> _Short problem_
Write out the lines below word for word, omitting the pictures.

******

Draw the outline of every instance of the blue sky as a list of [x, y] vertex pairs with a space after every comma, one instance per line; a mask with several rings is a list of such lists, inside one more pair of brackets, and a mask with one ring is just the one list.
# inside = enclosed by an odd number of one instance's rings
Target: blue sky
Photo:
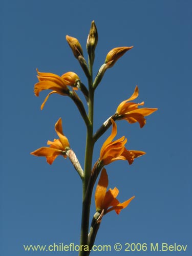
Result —
[[[24, 244], [78, 243], [81, 187], [78, 175], [69, 159], [58, 157], [50, 166], [44, 158], [30, 153], [57, 138], [54, 127], [61, 117], [64, 133], [83, 165], [85, 127], [67, 97], [51, 95], [40, 111], [47, 92], [36, 97], [33, 86], [36, 68], [59, 75], [72, 71], [86, 84], [65, 36], [77, 38], [86, 56], [93, 20], [99, 34], [95, 75], [110, 50], [134, 46], [106, 72], [97, 89], [95, 131], [136, 84], [140, 90], [136, 102], [159, 109], [142, 129], [138, 123], [117, 122], [118, 136], [125, 136], [127, 148], [147, 154], [131, 166], [117, 161], [107, 166], [109, 187], [119, 188], [119, 200], [136, 198], [119, 216], [111, 212], [103, 217], [95, 244], [176, 243], [187, 245], [182, 255], [191, 255], [191, 2], [9, 0], [1, 5], [2, 255], [44, 254], [25, 252]], [[110, 132], [96, 145], [94, 160]], [[93, 199], [91, 216], [94, 212]], [[147, 250], [143, 254], [155, 253]]]

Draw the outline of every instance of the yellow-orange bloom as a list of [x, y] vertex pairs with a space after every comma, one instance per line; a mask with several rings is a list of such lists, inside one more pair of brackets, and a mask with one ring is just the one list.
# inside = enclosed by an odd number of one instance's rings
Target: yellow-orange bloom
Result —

******

> _Task result_
Draw the outline of every instance of the blue sky as a list of [x, y] vertex pairs with a space after every comma, one instance per line; a mask with several rings is a list of such lists, inside one more pair of brackets, and a mask with one ring is just the one list.
# inside = enclosed by an odd number of one instance's rings
Target: blue sky
Photo:
Result —
[[[24, 244], [78, 243], [81, 187], [78, 175], [69, 159], [58, 157], [50, 166], [44, 158], [30, 153], [57, 138], [54, 127], [61, 117], [64, 133], [83, 165], [85, 127], [67, 97], [51, 95], [40, 111], [47, 92], [36, 97], [33, 86], [36, 68], [59, 75], [72, 71], [86, 84], [65, 36], [77, 38], [86, 56], [93, 20], [99, 34], [95, 75], [110, 50], [134, 46], [106, 72], [97, 89], [95, 131], [136, 84], [140, 90], [136, 102], [159, 109], [142, 129], [138, 123], [117, 122], [118, 136], [125, 136], [127, 148], [147, 154], [131, 166], [117, 161], [107, 166], [109, 187], [119, 188], [119, 200], [136, 198], [119, 216], [111, 212], [103, 217], [95, 244], [176, 243], [187, 245], [182, 255], [191, 255], [191, 2], [9, 0], [1, 5], [2, 255], [44, 254], [25, 252]], [[110, 132], [96, 145], [94, 160]], [[93, 199], [91, 216], [94, 212]], [[147, 250], [143, 254], [155, 253]]]

Draw the outline of every instance of the yellow-orange bloom as a list of [x, y] vertex pairs with a space after every comma, one instance per line; a mask with several rings is a list of such lists, inside one more pair of brackets, and a mask with one ring is just the one list.
# inside = enclosed by an odd number of one instance's rings
Target: yellow-orange bloom
Result —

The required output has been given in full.